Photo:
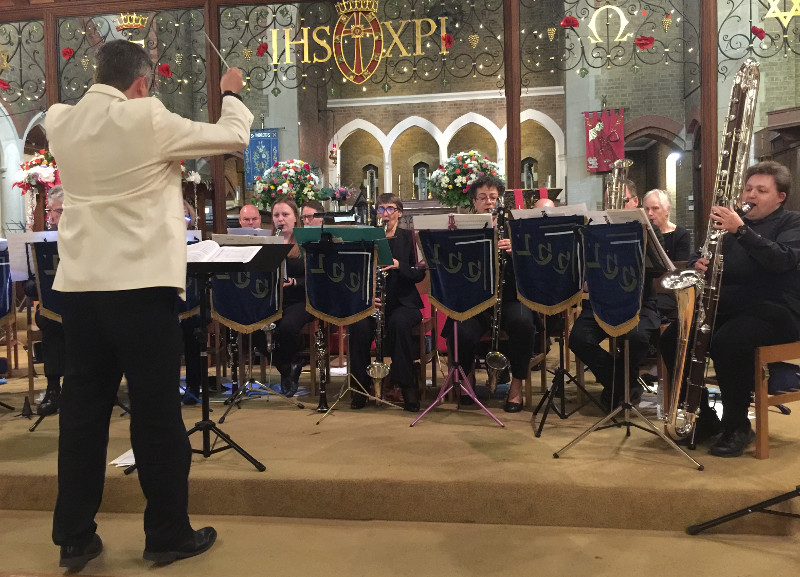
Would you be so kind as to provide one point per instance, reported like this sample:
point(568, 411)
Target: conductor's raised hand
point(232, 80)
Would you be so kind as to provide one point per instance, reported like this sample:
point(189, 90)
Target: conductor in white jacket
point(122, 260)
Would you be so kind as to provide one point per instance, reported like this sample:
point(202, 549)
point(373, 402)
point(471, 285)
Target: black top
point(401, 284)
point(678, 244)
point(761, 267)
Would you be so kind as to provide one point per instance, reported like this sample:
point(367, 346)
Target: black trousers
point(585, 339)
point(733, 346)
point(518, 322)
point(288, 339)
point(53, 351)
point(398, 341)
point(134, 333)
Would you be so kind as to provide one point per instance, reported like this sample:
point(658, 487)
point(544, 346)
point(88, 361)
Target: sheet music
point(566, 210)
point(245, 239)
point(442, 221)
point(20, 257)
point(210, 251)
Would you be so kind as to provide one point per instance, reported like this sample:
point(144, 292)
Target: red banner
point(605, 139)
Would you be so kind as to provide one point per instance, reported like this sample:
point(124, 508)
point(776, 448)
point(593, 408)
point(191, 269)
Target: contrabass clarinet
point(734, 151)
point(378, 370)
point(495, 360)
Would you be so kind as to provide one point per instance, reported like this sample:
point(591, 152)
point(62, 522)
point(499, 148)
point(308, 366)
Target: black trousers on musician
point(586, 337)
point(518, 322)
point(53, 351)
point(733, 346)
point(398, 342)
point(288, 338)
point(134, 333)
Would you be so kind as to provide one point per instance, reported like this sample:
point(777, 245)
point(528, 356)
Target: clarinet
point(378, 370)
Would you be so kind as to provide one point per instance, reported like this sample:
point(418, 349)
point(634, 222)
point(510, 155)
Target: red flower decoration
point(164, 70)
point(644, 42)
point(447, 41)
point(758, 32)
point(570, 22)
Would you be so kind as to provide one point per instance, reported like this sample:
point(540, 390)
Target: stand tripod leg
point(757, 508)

++++++++

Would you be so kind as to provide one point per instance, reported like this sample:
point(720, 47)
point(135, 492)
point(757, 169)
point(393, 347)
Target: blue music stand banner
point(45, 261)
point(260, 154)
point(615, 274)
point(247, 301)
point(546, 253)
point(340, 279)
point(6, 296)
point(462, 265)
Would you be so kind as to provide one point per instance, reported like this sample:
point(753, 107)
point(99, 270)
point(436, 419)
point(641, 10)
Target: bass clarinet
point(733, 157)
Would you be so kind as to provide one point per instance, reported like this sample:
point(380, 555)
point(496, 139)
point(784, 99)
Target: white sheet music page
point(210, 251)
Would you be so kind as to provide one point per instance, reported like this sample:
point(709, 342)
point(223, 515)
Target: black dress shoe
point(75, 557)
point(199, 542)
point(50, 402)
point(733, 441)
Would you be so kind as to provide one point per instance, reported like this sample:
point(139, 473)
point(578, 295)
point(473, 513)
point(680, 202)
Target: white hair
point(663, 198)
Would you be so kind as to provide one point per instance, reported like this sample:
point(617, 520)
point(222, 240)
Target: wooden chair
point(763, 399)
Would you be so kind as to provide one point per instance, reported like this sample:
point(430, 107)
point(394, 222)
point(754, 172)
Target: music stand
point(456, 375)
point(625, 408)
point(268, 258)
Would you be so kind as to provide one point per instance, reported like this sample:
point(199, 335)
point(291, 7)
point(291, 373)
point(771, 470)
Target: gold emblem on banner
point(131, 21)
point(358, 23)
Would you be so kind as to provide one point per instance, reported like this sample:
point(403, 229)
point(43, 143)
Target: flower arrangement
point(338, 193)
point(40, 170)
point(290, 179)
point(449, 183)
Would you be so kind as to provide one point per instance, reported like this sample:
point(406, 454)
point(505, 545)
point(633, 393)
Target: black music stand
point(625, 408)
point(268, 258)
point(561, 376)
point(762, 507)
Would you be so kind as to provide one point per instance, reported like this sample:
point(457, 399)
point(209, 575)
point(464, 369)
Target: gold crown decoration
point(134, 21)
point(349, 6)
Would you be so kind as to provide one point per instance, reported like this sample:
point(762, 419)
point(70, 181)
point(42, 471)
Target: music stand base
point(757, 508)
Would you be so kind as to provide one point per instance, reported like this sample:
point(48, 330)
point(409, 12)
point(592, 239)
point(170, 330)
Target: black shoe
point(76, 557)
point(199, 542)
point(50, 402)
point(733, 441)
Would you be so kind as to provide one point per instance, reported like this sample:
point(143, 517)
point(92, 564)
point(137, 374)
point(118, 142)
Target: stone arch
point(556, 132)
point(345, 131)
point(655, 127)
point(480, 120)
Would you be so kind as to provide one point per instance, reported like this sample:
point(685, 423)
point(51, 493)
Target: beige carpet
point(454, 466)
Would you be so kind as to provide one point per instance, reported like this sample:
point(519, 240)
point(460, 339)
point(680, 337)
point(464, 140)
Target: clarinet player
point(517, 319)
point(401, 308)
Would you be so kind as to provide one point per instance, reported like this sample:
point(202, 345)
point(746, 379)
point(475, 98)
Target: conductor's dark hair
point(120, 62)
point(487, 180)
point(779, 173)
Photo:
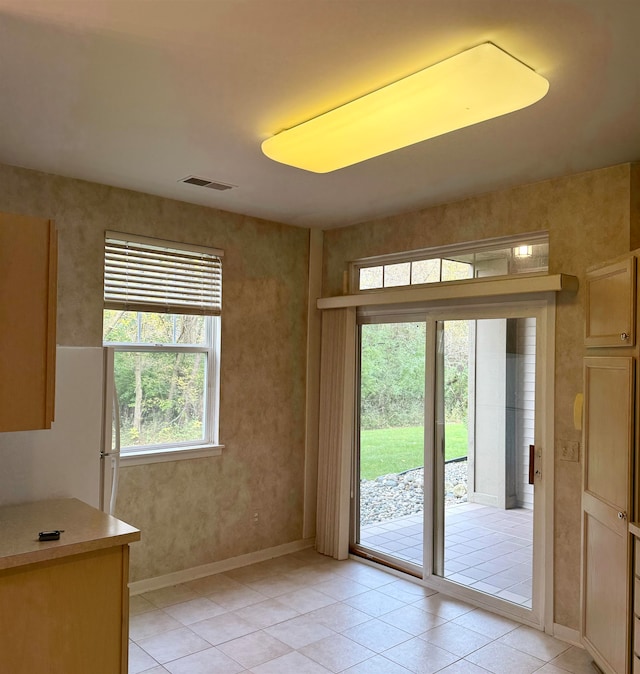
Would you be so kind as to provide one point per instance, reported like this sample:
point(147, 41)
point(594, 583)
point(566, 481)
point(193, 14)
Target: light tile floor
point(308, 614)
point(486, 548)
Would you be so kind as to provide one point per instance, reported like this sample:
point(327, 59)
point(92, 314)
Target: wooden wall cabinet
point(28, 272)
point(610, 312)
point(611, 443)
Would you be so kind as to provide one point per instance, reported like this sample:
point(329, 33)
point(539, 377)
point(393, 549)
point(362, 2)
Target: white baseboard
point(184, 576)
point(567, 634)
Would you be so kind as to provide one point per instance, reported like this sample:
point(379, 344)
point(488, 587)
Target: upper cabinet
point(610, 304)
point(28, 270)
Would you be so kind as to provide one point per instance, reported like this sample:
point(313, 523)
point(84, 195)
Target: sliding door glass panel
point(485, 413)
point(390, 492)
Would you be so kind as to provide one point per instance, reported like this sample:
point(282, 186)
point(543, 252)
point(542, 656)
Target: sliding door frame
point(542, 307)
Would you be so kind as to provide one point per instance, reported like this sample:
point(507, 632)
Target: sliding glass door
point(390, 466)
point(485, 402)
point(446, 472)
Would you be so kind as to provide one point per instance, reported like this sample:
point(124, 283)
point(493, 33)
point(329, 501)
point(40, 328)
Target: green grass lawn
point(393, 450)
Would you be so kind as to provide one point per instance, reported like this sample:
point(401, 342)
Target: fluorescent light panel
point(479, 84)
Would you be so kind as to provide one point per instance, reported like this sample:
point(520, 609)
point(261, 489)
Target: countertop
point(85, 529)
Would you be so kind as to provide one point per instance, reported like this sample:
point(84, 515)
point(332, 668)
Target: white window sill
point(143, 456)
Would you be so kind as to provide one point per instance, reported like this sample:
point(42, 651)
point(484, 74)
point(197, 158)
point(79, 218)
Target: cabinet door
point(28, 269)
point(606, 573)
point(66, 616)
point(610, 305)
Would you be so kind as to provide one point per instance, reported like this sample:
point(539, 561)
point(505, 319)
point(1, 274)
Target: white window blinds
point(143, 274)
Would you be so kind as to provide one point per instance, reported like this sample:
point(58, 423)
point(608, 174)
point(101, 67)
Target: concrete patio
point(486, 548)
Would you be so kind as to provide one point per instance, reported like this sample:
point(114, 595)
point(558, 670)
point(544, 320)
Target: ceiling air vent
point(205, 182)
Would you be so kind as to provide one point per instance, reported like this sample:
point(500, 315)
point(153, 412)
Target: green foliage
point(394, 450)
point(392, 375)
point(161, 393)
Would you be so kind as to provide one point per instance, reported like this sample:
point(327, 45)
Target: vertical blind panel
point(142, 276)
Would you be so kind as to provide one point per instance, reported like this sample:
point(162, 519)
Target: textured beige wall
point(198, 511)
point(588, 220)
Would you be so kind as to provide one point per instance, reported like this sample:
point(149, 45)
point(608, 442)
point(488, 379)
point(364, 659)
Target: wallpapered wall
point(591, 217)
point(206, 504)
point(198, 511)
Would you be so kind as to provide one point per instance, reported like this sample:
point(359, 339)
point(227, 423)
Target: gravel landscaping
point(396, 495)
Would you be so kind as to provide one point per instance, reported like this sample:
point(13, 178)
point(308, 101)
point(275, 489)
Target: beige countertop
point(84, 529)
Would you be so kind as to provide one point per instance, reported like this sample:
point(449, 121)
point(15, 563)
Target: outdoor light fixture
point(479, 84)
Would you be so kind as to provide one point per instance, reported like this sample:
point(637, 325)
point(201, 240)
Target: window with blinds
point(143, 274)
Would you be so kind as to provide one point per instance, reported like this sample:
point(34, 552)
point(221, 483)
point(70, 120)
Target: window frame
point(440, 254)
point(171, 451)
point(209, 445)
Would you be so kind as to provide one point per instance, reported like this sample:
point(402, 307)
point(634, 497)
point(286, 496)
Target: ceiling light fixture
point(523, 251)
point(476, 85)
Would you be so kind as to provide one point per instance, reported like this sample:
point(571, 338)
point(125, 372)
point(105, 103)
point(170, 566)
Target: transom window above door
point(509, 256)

++++++++

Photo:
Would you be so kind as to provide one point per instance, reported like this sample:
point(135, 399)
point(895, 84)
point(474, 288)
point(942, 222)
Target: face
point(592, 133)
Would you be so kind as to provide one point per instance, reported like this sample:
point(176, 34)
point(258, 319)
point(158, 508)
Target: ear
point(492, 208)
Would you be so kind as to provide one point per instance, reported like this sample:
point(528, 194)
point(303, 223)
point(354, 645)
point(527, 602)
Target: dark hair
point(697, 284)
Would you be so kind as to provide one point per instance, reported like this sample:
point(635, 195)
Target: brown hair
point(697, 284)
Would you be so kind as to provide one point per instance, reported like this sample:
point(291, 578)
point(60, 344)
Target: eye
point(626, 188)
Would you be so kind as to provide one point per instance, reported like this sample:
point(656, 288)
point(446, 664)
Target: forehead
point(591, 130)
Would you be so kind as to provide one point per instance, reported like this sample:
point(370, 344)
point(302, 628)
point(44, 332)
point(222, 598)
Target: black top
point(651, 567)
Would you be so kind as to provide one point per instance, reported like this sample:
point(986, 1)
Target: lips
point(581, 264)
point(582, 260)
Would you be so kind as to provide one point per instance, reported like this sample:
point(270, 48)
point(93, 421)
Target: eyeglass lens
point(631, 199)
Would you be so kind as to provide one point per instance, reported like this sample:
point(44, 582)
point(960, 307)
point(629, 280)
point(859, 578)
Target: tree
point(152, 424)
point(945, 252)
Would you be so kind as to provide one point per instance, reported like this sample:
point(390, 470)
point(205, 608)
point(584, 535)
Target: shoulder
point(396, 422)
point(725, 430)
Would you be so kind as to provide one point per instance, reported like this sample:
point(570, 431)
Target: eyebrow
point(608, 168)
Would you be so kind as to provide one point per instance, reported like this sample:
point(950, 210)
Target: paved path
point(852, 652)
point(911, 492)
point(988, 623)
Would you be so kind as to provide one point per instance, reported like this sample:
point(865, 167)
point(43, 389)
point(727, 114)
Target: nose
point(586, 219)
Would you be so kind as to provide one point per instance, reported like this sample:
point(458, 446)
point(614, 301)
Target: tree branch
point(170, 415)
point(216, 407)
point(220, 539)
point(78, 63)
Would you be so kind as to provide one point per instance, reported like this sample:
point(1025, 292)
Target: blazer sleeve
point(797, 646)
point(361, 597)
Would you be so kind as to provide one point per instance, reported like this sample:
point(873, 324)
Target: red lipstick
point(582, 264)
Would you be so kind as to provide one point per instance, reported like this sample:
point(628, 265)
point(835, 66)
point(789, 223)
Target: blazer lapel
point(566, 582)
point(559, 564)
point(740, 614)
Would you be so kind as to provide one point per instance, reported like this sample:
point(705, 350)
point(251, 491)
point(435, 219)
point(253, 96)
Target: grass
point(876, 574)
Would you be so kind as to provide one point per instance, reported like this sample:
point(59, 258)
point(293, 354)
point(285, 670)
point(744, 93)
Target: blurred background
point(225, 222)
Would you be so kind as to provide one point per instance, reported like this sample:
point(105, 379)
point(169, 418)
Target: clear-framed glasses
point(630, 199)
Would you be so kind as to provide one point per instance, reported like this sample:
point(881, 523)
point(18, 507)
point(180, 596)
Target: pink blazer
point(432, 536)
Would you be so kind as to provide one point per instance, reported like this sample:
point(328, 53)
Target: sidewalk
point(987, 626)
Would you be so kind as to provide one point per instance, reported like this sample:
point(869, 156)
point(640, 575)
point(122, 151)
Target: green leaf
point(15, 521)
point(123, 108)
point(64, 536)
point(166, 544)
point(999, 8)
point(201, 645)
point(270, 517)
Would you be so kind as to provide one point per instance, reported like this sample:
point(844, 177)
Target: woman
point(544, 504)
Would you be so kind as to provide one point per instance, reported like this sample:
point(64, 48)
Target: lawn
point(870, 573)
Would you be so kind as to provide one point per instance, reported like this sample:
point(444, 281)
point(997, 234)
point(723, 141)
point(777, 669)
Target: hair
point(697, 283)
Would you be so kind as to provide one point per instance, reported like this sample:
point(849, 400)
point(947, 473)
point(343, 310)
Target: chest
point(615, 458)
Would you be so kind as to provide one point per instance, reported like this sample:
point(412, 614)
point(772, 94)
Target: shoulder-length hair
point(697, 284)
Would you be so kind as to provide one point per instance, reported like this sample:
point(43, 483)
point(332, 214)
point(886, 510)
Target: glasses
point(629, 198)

++++++++

PROBLEM TO WORK ON ▸
Reproducing the whole listing above is not the task. Copy exactly only the lines from the one with "point(62, 522)" to the one with "point(510, 155)", both kept.

RESULT OF THIS TASK ▸
point(62, 522)
point(499, 148)
point(308, 366)
Target: black trousers on musician
point(586, 337)
point(518, 322)
point(53, 351)
point(733, 346)
point(398, 342)
point(288, 338)
point(134, 333)
Would you be so kind as to provide one point per instance, reported like this sample:
point(777, 245)
point(528, 356)
Target: clarinet
point(378, 370)
Would you be so kind as to provide one point per instance, reported like this sample:
point(418, 349)
point(634, 222)
point(510, 155)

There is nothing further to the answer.